--- Begin ---

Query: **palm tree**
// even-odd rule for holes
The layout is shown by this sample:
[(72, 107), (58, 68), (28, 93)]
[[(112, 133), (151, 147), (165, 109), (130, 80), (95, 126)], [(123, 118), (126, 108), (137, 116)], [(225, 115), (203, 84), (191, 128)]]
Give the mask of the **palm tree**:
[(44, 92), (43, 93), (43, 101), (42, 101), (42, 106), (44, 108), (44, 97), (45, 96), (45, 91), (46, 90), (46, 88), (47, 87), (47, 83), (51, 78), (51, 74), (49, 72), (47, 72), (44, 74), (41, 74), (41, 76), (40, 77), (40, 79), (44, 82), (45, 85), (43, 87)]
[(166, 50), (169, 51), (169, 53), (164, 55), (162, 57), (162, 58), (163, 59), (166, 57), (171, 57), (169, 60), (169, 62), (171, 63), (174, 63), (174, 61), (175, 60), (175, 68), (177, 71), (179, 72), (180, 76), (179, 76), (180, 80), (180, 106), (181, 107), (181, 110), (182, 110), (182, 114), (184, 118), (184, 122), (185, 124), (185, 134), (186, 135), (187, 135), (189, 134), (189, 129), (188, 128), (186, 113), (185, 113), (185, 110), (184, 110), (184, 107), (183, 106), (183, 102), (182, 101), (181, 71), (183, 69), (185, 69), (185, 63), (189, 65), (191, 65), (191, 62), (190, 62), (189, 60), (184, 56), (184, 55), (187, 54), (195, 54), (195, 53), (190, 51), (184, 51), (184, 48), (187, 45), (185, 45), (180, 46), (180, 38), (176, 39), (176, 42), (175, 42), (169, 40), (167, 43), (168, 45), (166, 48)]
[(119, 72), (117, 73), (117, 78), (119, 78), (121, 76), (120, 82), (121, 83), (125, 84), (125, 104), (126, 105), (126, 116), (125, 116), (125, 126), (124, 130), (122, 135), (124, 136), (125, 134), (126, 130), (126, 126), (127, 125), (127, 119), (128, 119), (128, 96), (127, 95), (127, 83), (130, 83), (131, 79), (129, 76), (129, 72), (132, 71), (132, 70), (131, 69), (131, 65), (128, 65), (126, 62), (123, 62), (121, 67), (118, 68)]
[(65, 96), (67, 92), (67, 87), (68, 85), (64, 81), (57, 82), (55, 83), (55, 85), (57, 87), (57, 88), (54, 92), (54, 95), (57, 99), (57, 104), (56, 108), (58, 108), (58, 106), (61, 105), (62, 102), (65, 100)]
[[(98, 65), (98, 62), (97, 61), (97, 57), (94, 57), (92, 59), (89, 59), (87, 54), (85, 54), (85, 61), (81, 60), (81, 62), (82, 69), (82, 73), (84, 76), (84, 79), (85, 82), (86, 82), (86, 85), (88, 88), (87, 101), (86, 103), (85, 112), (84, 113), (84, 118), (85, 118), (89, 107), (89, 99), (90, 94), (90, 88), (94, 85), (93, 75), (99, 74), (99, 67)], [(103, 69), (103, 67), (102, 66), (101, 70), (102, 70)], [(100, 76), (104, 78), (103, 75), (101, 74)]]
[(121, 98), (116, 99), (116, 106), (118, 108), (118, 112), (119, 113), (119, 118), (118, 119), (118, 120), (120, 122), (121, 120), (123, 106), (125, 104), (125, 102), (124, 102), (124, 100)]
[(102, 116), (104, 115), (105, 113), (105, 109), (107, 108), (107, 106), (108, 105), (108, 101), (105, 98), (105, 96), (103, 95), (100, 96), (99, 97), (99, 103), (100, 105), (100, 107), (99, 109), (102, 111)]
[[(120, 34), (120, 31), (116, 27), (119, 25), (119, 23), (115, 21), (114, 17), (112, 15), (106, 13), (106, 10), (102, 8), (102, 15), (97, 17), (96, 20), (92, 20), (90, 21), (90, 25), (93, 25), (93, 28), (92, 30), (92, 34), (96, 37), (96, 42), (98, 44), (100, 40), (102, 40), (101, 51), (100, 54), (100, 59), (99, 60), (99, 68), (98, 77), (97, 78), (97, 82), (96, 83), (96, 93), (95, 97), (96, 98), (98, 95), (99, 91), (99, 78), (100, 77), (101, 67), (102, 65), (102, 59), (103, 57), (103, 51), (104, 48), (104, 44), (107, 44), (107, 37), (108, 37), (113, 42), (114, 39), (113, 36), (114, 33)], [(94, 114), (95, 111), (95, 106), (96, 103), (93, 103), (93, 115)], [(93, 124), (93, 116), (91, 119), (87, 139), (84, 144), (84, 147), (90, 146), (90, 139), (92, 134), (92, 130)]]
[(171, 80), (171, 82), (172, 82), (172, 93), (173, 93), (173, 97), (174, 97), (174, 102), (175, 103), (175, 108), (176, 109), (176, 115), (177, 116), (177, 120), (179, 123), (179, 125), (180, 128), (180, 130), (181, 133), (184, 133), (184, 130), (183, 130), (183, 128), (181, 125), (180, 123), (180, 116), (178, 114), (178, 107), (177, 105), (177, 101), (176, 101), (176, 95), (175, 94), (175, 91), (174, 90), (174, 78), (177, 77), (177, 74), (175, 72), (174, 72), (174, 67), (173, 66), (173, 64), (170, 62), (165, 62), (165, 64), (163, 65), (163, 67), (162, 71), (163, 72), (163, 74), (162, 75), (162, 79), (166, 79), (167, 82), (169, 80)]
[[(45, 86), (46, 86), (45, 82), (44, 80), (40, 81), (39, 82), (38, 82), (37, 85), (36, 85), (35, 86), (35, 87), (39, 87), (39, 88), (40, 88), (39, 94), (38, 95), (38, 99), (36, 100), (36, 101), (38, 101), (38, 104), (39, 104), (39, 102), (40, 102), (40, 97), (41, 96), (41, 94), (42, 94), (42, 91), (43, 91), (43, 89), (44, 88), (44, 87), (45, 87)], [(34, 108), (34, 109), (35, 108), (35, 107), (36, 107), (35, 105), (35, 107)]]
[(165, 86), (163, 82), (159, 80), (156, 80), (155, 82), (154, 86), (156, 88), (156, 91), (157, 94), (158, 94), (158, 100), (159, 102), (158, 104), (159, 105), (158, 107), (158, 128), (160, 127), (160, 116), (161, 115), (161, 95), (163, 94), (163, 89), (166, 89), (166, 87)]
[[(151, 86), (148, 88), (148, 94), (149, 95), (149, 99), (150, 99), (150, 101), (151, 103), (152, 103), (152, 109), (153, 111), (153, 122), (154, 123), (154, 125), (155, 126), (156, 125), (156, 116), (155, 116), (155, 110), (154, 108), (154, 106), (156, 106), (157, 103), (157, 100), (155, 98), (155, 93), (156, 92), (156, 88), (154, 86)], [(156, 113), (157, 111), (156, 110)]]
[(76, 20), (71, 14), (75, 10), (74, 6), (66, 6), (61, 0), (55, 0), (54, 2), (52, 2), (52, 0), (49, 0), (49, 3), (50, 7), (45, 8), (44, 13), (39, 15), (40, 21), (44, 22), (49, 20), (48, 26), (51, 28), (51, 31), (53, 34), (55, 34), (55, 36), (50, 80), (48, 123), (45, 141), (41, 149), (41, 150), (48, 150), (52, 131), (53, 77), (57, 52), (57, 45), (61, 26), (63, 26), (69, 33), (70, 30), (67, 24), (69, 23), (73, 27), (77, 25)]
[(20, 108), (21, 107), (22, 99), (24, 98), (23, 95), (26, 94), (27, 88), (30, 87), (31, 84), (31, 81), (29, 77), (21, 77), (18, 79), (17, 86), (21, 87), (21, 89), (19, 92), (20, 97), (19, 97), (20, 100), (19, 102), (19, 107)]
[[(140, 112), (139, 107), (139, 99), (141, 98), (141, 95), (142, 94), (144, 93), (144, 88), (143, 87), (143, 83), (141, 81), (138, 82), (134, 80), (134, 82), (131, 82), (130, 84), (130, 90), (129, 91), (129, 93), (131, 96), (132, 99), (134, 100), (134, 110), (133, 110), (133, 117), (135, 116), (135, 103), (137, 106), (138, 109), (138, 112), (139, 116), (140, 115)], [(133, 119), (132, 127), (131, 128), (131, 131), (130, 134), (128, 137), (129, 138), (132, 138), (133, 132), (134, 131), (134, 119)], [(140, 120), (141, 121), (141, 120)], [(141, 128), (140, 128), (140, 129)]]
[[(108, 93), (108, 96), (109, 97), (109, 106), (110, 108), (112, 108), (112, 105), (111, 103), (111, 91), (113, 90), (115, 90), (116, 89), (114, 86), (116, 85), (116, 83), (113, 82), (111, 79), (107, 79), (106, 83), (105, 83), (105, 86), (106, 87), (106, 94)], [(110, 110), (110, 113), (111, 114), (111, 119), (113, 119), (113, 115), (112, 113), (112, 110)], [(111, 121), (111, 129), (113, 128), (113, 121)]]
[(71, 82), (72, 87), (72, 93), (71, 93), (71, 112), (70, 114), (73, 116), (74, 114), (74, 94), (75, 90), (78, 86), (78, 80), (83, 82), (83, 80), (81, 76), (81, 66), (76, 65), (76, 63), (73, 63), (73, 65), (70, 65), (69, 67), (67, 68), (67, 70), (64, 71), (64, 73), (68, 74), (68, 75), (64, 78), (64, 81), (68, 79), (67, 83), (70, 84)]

--- End ---

(GOAL OF THE EXERCISE)
Can you format the material as a numbered list, starting at its first line and ending at the line containing "85), (43, 87)]", with both of those lines included and any blank lines left out?

(SOLUTION TO THIS TASK)
1. Query: **palm tree**
2. // even-odd rule for holes
3. The layout is shown by this sample:
4. [(72, 107), (58, 68), (28, 93)]
5. [[(112, 133), (151, 147), (165, 109), (130, 80), (95, 126)], [(123, 118), (126, 108), (137, 116)], [(225, 115), (203, 84), (191, 128)]]
6. Give the mask of the **palm tree**:
7. [(44, 92), (43, 93), (43, 101), (42, 101), (42, 106), (44, 108), (44, 97), (45, 96), (45, 91), (46, 90), (46, 88), (47, 87), (47, 83), (51, 78), (51, 74), (49, 72), (47, 72), (44, 74), (41, 74), (41, 76), (40, 77), (40, 79), (44, 82), (45, 85), (43, 87)]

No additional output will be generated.